-- start DATASET ENTRIES --

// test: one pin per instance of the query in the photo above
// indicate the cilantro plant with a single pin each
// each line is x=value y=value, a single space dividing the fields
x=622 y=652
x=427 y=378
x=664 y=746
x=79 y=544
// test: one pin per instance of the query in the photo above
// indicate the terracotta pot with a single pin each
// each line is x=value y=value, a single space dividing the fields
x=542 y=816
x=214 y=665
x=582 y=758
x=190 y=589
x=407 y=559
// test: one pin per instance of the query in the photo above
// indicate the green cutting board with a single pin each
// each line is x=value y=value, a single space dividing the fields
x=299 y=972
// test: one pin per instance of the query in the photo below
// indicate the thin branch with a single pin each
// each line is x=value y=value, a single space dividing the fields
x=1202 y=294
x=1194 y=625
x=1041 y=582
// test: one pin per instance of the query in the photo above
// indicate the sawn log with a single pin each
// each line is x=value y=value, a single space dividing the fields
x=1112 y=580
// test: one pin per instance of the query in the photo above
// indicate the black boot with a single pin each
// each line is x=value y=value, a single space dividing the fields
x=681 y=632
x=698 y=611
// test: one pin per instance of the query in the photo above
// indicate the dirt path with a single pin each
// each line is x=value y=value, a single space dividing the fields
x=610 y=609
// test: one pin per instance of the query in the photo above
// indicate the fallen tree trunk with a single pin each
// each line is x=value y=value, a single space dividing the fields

-- end DATASET ENTRIES --

WHAT TO WORK ON:
Retype the stretch of material from its first line through the line containing "x=698 y=611", both ends included, reproducing every character as it appears.

CORRECT OUTPUT:
// test: one pin per instance of the query in the photo above
// indicate the cilantro plant with a single pin each
// each line is x=value y=value, a single space dividing the fields
x=622 y=652
x=427 y=378
x=664 y=746
x=79 y=544
// test: one pin per instance of the query in the photo above
// indicate the terracotta pot with a single pin each
// each line is x=value y=value, a single space dividing the fields
x=542 y=816
x=214 y=665
x=582 y=758
x=190 y=589
x=407 y=559
// test: one pin per instance of the query in the photo above
// indicate the green cutting board with a single pin each
// each line is x=value y=value, a single space dividing the fields
x=299 y=972
// test: one pin per instance of the query in the photo below
// indicate the thin branch with a single pin each
// each line is x=value y=value, a single space dividing the fields
x=1202 y=294
x=1194 y=625
x=1041 y=582
// test: one pin per instance of the query in the photo above
// indicate the sawn log with a single pin each
// each line is x=value y=value, a single space dividing the fields
x=1112 y=580
// test: one pin per instance of the query in the photo above
// indicate the black boot with a single pin each
// each line is x=value y=value, a single space dividing the fields
x=681 y=632
x=698 y=611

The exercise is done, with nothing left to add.